:: Teks Halaman

HOME

06 Maret, 2022

Klasifikasi Hadis Dari Segi Posisinya Dalam Hujjah

1.      Hadis Maqbul

Hadis maqbul adalah hadis yang dapat diterima yang dikuatkan kebenaran pembawa beritanya. Hukumnya wajib dijadikan hujjah dan diamalkan.

Hadis maqbul terbagi menjadi dua bagian, yaitu hadis sahih dan hasan. Masing-masing bagian terbagi menjadi dua bagian, li dhatihi dan li ghairihi.[1]

a.    Hadis sahih

Secara etimologi hadis sahih adalah selamat (الصحيح) lawan dari sakit (السقيم).

Secara terminologi hadis sahih adalah hadis yang bersambung sanadnya, diriwayatkan dan diterima dari periwayat yang adil dan dabit, serta selamat dari kejanggalan dan illat.[2]

Dari definisi di atas, diketahui bahwa kriteria hadis sahih ada lima:

1)   Sanad bersambung (اتصال السند)

2)   Periwayat bersifat adil (عدالة الرواة)

3)   Periwayatan bersifat dabit.

4)   Terhindar dari shadh

5)   Terhindar dari illat

Hadis sahih dibagi menjadi dua:

1)   Hadis sahih li dhatihi, hadis yang memenuhi kriteria-kriteria hadis sahih yang lima.

2)   Hadis sahih li ghairihi, hadis yang ke-sahih-annya dibantu oleh adanya hadis lain. Hadis kategori ini memiliki kelemahan berupa periwayat yang kurang dabit, sehingga dinilai tidaak memenuhi syarat untuk dikategorikan sebagai hadis sahih. Tetapi setelah diketahui ada hadis lain dengan kandungan matan yang sama dan berkualitas sahih, maka hadis tersebut naik derajatnya menjadi sahih.[3]

b.    Hadis Hasan

Secara etimologi hadis hasan adalah sifat mushabbahah dari الحُسْنُ yang bermakna bagus.

::::
:: Informasi yang Diberikan

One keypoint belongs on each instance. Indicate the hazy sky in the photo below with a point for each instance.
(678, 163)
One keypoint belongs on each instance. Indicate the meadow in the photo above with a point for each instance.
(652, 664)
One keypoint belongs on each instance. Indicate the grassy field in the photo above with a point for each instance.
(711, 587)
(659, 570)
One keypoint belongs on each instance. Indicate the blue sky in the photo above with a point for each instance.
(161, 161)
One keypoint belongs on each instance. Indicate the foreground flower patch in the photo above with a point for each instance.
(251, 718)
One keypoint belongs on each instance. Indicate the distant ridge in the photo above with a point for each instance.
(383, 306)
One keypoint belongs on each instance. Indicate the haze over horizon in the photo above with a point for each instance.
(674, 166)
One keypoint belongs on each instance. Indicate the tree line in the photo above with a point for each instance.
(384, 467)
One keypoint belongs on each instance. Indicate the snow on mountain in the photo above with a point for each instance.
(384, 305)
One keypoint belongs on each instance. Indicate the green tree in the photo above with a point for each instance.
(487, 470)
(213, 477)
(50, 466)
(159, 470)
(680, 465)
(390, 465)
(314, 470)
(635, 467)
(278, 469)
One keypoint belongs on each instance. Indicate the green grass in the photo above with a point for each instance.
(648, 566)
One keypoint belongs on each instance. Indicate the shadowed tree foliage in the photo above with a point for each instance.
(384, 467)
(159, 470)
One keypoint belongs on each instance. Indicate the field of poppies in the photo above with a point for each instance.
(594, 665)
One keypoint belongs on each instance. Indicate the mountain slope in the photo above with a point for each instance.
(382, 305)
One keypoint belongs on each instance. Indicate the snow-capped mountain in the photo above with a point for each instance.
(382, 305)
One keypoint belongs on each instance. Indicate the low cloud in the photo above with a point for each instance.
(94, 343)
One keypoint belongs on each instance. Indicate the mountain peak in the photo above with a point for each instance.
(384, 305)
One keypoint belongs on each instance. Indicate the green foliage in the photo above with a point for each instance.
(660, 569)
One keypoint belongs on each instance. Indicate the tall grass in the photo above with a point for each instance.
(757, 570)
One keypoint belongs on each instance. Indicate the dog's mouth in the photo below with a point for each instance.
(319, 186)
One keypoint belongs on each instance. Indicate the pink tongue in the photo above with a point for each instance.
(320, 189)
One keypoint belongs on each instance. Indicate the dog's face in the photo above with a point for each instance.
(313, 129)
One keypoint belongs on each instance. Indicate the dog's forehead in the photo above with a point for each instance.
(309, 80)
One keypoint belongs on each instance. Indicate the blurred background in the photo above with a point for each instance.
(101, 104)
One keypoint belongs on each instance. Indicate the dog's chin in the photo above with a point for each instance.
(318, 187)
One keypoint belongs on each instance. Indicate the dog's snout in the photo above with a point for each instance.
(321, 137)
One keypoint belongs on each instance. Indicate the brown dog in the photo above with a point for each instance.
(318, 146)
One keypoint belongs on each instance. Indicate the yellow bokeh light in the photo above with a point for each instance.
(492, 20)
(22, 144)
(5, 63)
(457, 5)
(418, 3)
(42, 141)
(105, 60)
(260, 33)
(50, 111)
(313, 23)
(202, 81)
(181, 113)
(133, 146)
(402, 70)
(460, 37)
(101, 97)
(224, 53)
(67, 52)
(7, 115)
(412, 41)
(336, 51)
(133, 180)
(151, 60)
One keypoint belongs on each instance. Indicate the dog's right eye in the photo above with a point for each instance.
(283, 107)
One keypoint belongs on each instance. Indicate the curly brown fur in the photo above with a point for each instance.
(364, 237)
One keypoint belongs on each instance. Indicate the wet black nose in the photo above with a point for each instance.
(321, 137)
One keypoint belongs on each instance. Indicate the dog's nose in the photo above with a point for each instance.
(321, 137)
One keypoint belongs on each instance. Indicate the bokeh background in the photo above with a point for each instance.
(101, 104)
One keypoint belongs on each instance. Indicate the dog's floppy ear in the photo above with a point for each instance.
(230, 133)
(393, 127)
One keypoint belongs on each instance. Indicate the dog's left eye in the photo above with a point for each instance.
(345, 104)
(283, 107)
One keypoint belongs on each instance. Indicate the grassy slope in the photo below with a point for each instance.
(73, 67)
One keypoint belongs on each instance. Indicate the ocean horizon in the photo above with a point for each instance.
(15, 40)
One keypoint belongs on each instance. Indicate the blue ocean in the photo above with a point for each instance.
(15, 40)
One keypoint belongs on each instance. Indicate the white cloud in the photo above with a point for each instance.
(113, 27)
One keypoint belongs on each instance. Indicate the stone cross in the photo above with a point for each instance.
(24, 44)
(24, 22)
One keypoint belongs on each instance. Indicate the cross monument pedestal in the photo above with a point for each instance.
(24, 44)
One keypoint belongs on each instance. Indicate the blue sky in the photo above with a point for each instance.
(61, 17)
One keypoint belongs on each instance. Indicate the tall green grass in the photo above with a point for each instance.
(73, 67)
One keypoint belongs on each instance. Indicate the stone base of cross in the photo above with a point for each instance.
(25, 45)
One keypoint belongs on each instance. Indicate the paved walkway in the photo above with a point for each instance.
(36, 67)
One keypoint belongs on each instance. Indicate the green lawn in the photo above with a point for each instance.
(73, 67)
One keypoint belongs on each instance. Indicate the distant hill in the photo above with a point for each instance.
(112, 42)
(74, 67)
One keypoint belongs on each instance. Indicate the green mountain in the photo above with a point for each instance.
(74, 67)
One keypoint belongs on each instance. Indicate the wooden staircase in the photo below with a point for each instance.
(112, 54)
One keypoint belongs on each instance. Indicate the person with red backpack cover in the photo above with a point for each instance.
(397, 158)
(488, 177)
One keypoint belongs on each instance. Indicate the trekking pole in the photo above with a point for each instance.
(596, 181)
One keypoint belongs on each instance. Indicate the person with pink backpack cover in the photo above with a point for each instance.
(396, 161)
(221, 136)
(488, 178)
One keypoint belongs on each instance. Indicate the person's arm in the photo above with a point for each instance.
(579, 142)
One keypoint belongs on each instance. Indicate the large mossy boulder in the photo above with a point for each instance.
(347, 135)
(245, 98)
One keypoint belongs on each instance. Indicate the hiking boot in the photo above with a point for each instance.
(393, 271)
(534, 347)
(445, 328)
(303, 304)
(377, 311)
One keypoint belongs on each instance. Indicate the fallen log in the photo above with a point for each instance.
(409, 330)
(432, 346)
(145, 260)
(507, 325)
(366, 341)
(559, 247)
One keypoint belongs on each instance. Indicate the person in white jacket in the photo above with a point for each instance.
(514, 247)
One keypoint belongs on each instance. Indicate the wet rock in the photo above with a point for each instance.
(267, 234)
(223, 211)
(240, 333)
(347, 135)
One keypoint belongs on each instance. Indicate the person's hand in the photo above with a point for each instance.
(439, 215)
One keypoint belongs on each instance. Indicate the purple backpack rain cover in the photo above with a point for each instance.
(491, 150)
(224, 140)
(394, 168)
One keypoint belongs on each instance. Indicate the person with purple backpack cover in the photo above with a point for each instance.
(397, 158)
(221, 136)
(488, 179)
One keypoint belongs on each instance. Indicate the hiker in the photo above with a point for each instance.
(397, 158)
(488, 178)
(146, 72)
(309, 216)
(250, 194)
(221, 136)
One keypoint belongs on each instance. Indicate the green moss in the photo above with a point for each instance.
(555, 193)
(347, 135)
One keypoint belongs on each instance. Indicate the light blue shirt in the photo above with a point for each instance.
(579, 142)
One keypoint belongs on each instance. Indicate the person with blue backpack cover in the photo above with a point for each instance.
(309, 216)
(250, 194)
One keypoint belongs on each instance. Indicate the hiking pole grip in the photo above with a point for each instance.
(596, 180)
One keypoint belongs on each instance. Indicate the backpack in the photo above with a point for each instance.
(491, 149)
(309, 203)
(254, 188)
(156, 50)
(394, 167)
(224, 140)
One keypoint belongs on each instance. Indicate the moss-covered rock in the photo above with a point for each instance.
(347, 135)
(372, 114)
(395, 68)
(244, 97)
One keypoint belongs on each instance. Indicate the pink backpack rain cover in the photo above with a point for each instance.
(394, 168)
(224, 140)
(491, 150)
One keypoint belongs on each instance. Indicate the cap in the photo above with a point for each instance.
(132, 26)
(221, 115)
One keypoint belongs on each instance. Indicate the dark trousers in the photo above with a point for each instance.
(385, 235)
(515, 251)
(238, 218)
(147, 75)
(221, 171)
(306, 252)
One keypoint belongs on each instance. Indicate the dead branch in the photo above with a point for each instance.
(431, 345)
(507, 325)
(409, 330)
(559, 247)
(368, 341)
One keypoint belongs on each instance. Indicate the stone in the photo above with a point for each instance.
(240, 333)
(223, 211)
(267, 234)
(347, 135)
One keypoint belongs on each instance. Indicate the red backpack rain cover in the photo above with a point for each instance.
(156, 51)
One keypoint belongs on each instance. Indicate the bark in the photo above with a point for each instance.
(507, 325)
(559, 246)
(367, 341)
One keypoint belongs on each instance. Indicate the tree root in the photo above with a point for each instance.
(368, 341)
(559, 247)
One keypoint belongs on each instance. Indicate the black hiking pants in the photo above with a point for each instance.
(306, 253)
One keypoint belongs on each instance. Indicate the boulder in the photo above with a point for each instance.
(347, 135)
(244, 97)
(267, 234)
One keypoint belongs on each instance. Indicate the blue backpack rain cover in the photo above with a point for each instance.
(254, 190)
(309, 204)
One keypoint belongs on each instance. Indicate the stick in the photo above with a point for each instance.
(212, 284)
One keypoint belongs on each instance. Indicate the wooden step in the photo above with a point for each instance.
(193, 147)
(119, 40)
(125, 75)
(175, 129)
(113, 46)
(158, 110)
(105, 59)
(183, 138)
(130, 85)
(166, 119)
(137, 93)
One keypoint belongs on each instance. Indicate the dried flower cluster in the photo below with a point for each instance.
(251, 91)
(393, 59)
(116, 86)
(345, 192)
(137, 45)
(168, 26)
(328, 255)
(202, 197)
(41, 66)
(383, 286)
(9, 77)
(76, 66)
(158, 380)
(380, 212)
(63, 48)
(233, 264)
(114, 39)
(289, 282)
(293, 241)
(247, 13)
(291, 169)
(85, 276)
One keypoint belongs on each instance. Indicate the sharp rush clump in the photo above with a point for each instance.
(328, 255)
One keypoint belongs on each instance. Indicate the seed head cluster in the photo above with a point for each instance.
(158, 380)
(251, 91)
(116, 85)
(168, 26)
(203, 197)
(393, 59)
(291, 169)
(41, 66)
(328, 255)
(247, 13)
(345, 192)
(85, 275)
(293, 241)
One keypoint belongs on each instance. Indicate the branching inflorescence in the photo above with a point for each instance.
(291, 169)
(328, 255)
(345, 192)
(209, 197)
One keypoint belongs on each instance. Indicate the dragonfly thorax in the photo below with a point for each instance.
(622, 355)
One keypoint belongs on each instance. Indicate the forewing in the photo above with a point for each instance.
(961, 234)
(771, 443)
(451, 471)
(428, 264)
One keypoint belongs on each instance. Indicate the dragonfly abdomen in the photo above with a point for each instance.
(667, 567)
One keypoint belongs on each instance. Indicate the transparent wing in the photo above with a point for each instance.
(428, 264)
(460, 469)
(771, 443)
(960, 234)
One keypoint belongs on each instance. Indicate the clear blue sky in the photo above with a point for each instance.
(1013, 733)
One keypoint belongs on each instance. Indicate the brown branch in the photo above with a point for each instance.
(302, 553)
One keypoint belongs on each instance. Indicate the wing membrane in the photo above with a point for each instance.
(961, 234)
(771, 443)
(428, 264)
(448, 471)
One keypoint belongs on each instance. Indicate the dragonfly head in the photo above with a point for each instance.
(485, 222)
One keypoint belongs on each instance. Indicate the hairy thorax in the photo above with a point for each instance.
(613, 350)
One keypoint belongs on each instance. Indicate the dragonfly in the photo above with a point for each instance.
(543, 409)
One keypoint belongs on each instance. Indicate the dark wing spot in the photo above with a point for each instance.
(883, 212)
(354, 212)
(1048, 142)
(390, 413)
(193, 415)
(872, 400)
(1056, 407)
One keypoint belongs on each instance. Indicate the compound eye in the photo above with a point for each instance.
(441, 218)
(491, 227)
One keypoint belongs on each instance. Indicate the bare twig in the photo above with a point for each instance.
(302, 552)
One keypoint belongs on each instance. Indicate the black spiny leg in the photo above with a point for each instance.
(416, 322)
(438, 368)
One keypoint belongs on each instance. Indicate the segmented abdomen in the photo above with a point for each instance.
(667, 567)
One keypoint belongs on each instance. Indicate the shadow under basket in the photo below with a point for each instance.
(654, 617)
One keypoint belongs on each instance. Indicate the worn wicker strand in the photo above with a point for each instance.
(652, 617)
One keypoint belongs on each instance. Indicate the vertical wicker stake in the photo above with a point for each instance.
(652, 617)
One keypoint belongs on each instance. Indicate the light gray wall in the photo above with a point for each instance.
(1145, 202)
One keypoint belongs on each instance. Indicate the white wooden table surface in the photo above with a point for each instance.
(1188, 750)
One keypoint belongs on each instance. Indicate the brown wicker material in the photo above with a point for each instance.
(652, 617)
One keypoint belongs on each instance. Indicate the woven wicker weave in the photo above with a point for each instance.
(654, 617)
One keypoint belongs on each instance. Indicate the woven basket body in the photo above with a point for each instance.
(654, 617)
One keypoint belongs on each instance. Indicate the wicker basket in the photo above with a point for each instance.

::::

● **Petunjuk**
Tulis ulang bagian teks tentang klasifikasi hadis dari "Secara terminologi hadis" sampai "bersambung (اتصال السند)", dan ganti nama "illat" menjadi "cacat tersembunyi". Entri-entri tersebut adalah bahan tersendiri yang terpisah dari teks tentang klasifikasi hadis.

● **Jawaban Soal**
Secara terminologi hadis sahih adalah hadis yang bersambung sanadnya, diriwayatkan dan diterima dari periwayat yang adil dan dabit, serta selamat dari kejanggalan dan cacat tersembunyi.[2]

Dari definisi di atas, diketahui bahwa kriteria hadis sahih ada lima:

1)   Sanad bersambung (اتصال السند)